* **Your assignment**:
Say how many lines of the listing below include the string "dirt" and add nothing else.

▽

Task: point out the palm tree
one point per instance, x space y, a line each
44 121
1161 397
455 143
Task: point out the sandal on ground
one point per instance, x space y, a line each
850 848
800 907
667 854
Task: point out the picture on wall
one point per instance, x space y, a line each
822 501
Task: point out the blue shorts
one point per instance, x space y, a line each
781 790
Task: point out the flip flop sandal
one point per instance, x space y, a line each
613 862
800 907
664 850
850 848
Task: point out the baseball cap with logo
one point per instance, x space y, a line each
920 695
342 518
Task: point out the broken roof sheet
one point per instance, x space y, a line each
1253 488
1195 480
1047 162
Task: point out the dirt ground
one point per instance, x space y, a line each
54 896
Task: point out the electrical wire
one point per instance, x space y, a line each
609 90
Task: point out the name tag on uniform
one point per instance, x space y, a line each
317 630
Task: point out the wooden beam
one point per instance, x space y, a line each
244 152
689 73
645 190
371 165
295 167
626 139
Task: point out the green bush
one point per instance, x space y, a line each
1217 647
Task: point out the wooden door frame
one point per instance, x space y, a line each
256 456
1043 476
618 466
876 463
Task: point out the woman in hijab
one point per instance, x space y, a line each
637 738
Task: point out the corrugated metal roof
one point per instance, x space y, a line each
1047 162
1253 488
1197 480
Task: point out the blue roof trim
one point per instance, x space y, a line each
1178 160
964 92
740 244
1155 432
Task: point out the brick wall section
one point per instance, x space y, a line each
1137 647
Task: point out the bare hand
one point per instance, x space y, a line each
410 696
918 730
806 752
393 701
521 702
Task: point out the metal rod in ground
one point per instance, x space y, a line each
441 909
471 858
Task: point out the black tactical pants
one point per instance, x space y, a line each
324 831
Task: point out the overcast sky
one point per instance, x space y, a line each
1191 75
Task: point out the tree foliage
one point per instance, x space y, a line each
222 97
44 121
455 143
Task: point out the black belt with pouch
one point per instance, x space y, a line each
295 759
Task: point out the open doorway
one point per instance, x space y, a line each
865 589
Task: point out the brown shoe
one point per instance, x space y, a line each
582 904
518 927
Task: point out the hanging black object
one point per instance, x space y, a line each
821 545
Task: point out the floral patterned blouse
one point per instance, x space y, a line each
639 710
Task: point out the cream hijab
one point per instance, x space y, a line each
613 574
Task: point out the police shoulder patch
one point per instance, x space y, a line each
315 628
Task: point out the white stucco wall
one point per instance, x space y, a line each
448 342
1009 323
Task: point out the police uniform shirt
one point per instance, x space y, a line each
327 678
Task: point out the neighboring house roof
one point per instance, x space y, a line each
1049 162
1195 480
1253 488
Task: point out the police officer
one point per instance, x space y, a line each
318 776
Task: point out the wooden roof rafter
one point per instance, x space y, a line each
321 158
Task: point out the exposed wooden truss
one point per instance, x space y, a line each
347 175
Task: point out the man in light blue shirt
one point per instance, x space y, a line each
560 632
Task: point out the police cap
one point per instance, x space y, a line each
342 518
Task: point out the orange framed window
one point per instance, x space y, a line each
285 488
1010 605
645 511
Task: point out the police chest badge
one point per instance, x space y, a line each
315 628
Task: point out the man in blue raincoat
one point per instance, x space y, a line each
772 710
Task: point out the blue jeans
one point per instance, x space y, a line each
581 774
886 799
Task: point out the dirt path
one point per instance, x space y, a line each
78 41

△
▽

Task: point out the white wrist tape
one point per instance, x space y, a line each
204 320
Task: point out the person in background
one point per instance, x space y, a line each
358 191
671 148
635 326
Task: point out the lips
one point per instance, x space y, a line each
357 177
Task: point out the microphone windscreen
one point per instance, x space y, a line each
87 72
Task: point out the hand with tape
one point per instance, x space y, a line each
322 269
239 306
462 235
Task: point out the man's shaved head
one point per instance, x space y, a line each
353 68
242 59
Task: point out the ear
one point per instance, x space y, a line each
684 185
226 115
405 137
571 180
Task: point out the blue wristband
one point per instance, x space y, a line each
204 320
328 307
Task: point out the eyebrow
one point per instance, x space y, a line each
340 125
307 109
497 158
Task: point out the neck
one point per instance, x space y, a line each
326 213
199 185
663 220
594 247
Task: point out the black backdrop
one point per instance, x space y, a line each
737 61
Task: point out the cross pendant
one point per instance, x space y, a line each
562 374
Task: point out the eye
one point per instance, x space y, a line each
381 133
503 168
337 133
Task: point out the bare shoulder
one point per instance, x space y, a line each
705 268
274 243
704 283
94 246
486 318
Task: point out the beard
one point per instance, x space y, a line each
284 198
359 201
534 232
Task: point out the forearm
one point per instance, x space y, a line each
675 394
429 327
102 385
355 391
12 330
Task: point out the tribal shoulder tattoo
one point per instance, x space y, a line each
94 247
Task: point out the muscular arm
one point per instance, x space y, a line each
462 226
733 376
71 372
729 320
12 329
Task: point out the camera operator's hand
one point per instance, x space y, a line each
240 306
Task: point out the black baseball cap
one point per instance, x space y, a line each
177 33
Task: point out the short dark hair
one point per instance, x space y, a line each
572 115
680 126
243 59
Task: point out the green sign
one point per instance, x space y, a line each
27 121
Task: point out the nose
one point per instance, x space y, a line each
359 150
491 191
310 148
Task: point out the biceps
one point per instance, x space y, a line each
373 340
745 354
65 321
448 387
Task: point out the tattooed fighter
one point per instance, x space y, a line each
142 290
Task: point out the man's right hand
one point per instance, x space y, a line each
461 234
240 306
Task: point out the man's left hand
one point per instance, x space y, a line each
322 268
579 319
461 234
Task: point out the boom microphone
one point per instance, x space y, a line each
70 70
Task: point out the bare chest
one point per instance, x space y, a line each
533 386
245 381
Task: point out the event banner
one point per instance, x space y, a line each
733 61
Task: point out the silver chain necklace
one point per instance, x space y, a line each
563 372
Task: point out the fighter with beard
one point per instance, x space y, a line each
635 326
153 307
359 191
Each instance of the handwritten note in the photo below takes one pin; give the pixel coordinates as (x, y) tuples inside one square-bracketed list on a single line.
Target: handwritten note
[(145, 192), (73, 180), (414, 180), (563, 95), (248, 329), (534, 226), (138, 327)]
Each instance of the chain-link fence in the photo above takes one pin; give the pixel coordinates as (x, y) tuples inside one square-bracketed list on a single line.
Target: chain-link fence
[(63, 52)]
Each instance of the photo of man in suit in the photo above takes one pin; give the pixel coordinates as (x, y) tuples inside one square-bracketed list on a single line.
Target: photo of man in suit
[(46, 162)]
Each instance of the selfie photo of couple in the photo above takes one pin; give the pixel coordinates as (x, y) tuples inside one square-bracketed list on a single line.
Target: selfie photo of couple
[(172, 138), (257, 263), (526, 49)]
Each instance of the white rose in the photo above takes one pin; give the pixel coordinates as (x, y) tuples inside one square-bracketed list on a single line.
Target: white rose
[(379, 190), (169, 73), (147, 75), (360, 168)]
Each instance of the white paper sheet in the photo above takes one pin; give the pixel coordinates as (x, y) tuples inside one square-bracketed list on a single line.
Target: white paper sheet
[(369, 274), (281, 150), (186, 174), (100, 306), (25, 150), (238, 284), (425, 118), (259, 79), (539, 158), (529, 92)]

△

* **Output of the exercise**:
2